▶ [Job 1]: Reproduce the part of the forum thread on recovering from a segmentation fault, everything from "nos · Accepted" down to "void safe_func(void)", updated so that "safe_func" becomes "recover_func".

▶ [Selected extract]:
————

Coming back to life after Segmentation Violation

Question

Is it possible to restore the normal execution flow of a C program, after the Segmentation Fault error?

struct A {
    int x;
};
A* a = 0;

a->x = 123; // this is where segmentation violation occurs

// after handling the error I want to get back here:
printf("normal execution");
// the rest of my source code....

I want a mechanism similar to NullPointerException that is present in Java, C# etc.

Note: Please, don't tell me that there is an exception handling mechanism in C++ because I know that, dont' tell me I should check every pointer before assignment etc.

What I really want to achieve is to get back to normal execution flow as in the example above. I know some actions can be undertaken using POSIX signals. How should it look like? Other ideas?

Where do you want to return control to after you got a "nullpointer exception" ? — nos, Jul 20 '10 at 15:27
it would be best to return control to the first instruction that follows the one that caused the sigsegv, but any other "safe" place is appreciated. — Marc Andreson, Jul 20 '10 at 15:39
There is **no** "normal execution flow" after SIGSEGV. The fault might have happened in something like `if (*p > 12)` and since *p is undefined, your program will continue to run as if you had written `if (random() & 1 == 0)` — zvrba, Jul 20 '10 at 15:57
For those of you who says my idea is illogical. The situation is as follows: I've got a loop in which I execute many instructions nested in functions that I cannot rewrite. After each loop iteration my program must print the result. If the error occurs, I write the default result rather than the one computed by the functions. For me it makes sense. — Marc Andreson, Jul 20 '10 at 16:05
Why would you make such an error happen? Error checking, API return value etc can help avoid these things. — Praveen S, Jul 20 '10 at 16:17
Make sure you're passing valid input to those functions and then they won't write to null pointers unless they have serious bugs... — R.. GitHub STOP HELPING ICE, Jul 20 '10 at 16:17
It really does not make sense at all trying to accomplish this in C. — nos, Jul 20 '10 at 16:19
they do have serious bugs and are compiled (no source code) ;] and thus are error-prone — Marc Andreson, Jul 20 '10 at 16:19
You might look into structured exception handling (SEH) on Windows, it allows you to catch hardware faults. POSIX has no equivalent facility. (signal handlers are valid for the whole program, whereas SEH is restricted to program blocks where you use it.) — zvrba, Jul 20 '10 at 16:22
@Marc, the reason you shouldn't do this is that you have literally *no idea* what the state of your program is after a segfault. Your stack may be corrupted; your heap may be corrupted; your global variables may be squashed; your instruction pointer may be in neverland; your secure data may be flying over the internets; your CPU might be on fire. You will regret trying to continue after a segfault as if nothing has happened. The right way to handle calling buggy third-party code is to spawn a new process to call it--a lot more work, but the only thing remotely reliable. — JSBձոգչ, Jul 20 '10 at 18:49
I guess you are hoping the error inside the "functions you can't rewrite" is of little or none consequences to your own code. The problem with that reasoning is that, as you said, you don't have the sources. For all you know, they could be writing inside your own allocated memory, erasing your own data or even your stack. If this happen, even using your own handlers won't get back your process memory to its correct state. Thus, ignoring the segmentation fault produced by **their** code will just delay until the next one raised from **your** code... I'm so happy I'm not in your situation... — paercebal, Jul 20 '10 at 20:10

nos · Accepted Answer · 2010-07-20T15:50:31.947

#include <unistd.h>
#include <stdio.h>
#include <sys/types.h>
#include <sys/mman.h>
#include <signal.h>
#include <stdlib.h>
#include <ucontext.h>

void safe_func(void)

————

▶ [Coordinate annotation records]:
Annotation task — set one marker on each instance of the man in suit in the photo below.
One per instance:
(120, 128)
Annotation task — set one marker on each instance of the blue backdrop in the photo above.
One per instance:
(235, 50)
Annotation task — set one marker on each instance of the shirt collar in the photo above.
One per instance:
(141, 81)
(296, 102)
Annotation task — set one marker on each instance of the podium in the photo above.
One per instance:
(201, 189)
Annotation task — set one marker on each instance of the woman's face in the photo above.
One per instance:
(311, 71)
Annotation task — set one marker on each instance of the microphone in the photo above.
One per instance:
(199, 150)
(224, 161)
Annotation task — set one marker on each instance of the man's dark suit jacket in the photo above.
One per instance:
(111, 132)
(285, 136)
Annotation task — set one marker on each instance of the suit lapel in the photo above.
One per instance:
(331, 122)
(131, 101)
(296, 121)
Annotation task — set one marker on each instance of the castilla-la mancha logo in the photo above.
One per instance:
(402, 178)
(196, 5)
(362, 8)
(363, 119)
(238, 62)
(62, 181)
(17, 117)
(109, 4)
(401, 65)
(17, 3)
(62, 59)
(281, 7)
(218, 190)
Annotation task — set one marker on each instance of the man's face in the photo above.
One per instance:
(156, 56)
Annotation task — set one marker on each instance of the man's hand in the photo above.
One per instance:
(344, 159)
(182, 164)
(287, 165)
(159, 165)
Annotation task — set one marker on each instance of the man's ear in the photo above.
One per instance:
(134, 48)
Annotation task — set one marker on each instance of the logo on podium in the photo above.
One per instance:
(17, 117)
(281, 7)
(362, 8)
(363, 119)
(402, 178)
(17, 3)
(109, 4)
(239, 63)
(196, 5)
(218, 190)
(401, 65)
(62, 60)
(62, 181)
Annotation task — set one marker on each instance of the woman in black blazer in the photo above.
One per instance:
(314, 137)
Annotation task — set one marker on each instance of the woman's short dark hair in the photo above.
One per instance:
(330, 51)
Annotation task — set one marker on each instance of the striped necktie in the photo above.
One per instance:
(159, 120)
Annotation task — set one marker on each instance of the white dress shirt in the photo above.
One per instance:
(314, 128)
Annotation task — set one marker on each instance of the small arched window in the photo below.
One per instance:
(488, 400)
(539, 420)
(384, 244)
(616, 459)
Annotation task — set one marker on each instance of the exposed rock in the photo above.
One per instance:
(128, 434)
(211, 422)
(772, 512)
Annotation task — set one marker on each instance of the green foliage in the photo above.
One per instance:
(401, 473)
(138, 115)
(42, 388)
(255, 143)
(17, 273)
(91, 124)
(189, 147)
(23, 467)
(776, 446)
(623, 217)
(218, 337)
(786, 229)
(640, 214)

————

▶ [Job 2]: Gather every line of the records that contains the string "suit"; case counts.

▶ [Full solution 1]:
nos · Accepted Answer · 2010-07-20T15:50:31.947

#include <unistd.h>
#include <stdio.h>
#include <sys/types.h>
#include <sys/mman.h>
#include <signal.h>
#include <stdlib.h>
#include <ucontext.h>

void recover_func(void)

▶ [Full solution 2]:
Annotation task — set one marker on each instance of the man in suit in the photo below.
Annotation task — set one marker on each instance of the man's dark suit jacket in the photo above.
Annotation task — set one marker on each instance of the suit lapel in the photo above.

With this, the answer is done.